- **INSTRUCCIONES**
1. En el texto sobre las firmas para la revocación de mandato, ¿a cuántas personas de la muestra logró entrevistar el INE?
2. Continúa el texto sobre las firmas para la revocación de mandato a partir de su última oración.

- **SECCIÓN DE TEXTO**

--------------------------------

Pero además el INE verificó las firmas que cumplían con los requisitos legales, haciendo visitas domiciliarias a partir de una muestra estadística de 850 personas. De ellas, pudo entrevistar a 645. Entre los ciudadanos así consultados el 75.04% dijo que sí había firmado para apoyar la revocación de mandato pero el 24.96% negó haber suscrito esa petición.

Si los resultados de esa muestra se extrapolan a las firmas que cumplieron los requisitos (y que habrían sido 8.5 millones, aunque como ya apuntamos el INE no las revisó todas) se puede considerar que, entre ellas, habría más de 2.1 millones de personas cuyos datos eran correctos pero que no suscribieron el respaldo a la revocación. En suma, se puede presumir que hubo 4.5 millones de firmas irregulares y/o falsas entre las que fueron entregadas en apoyo a esa consulta.

--------------------------------

- **MATERIAL PROPORCIONADO**
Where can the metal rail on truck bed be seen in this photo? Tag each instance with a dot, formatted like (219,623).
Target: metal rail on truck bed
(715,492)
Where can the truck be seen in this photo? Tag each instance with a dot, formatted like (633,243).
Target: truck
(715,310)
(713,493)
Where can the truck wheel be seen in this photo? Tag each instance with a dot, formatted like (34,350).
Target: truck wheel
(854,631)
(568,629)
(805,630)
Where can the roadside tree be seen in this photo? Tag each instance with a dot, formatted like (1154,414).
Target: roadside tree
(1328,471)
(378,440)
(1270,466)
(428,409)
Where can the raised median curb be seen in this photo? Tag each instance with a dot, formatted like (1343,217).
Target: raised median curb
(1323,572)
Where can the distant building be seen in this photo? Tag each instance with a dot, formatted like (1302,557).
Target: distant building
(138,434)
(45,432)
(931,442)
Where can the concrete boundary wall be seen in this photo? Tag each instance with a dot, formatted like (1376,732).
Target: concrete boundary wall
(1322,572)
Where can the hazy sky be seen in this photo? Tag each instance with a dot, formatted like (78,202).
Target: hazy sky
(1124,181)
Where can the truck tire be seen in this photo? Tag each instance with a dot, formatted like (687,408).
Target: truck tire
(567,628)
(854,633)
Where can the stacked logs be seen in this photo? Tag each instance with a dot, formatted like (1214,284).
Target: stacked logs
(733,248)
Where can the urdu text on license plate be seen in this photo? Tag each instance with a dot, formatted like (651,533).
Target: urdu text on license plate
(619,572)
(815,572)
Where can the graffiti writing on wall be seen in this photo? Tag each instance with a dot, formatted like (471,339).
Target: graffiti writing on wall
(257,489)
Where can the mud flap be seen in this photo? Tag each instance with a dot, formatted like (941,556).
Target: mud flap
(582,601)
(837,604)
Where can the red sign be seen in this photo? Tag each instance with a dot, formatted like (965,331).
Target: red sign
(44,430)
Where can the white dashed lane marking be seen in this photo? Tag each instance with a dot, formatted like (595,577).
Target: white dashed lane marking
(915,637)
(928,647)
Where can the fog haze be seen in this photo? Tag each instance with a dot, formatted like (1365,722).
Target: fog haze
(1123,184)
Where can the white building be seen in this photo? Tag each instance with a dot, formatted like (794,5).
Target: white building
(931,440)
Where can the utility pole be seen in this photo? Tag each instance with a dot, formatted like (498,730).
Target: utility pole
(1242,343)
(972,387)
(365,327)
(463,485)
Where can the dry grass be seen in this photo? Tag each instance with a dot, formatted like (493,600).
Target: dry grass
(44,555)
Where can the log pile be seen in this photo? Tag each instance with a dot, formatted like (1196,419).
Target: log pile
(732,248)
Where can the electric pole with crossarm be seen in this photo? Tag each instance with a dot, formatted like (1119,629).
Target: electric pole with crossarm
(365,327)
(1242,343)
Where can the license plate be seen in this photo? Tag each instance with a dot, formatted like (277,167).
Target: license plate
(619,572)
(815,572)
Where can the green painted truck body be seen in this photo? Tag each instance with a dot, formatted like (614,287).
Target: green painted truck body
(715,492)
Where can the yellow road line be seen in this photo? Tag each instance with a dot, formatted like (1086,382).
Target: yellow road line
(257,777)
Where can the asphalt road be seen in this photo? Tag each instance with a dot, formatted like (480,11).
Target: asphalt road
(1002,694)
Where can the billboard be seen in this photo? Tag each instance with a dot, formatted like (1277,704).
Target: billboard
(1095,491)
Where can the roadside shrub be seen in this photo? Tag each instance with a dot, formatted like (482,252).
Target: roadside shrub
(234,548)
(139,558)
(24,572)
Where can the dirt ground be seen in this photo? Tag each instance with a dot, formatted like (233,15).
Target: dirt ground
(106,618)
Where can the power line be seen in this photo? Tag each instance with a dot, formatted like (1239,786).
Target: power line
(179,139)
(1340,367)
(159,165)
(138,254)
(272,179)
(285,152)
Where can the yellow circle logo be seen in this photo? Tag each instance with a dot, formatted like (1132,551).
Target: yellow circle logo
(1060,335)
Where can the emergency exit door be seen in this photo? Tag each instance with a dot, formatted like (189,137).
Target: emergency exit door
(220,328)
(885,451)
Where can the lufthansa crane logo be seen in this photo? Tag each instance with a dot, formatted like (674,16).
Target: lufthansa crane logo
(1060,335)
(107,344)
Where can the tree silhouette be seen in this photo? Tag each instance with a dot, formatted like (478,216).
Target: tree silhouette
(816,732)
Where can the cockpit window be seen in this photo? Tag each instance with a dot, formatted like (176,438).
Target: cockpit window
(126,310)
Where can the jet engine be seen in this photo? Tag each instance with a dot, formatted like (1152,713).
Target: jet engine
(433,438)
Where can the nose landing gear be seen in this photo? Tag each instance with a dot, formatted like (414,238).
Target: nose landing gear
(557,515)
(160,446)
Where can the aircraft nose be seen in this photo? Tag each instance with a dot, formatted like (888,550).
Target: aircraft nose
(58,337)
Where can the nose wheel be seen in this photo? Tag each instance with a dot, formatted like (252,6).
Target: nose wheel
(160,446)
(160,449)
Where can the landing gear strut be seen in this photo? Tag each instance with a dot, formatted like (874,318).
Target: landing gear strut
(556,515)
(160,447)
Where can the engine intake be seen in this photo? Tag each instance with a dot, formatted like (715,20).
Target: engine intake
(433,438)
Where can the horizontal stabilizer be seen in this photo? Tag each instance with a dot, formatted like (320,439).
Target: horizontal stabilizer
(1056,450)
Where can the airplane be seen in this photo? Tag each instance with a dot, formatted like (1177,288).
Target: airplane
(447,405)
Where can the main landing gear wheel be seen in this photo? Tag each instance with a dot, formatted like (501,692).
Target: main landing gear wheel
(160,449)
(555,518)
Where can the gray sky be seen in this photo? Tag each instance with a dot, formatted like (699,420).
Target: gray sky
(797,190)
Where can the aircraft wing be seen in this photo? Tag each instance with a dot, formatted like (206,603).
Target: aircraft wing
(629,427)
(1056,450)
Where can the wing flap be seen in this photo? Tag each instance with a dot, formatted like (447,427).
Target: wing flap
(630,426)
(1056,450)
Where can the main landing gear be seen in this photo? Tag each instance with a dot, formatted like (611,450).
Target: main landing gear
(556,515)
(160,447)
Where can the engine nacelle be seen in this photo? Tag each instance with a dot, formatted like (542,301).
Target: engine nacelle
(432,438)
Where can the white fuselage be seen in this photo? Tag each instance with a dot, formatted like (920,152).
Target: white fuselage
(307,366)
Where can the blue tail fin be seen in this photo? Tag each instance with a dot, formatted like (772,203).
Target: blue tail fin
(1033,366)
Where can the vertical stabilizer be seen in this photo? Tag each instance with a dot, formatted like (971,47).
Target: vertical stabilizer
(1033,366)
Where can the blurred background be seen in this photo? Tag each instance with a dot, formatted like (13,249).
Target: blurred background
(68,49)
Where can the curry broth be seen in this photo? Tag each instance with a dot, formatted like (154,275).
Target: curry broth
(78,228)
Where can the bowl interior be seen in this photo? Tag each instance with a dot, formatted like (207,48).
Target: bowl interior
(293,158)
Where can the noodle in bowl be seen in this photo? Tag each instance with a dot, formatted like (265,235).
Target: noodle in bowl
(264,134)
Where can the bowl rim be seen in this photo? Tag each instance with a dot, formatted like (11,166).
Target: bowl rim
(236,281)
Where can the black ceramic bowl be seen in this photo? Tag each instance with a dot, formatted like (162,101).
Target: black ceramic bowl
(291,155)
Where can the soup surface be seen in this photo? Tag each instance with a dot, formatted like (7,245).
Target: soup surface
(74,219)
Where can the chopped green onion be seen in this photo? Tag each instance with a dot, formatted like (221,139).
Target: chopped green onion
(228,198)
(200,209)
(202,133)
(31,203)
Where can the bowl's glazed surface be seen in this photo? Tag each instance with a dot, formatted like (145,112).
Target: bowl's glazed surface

--------------------------------

- **RESPUESTAS DE LA ACTIVIDAD**
1. A 645 personas.

2.
Esa consulta se realizará, como quiere el presidente. Sus seguidores reunieron, de manera sobrada, las firmas necesarias. Pero al mismo tiempo adulteraron y/o simularon las firmas de millones de ciudadanos.

Honradez y austeridad, que son valores reivindicables, pierden sentido y se vuelven demagogia ante el contraste que significan trampas como las de quien ocupa el escritorio de José Vasconcelos, o de quienes entregaron firmas fraudulentas para la consulta de revocación. Ese discurso se desbarata con las revelaciones sobre las residencias en donde ha vivido, en Houston, el hijo mayor del presidente López Obrador. Más allá de la ostentación y la piscina, que pueden ser asunto de cada quien, el problema ético, pero quizá además legal, se encuentra en que José Ramón López Beltrán vivía en una casa propiedad de un directivo de una empresa petrolera internacional que tiene contratos con el gobierno mexicano.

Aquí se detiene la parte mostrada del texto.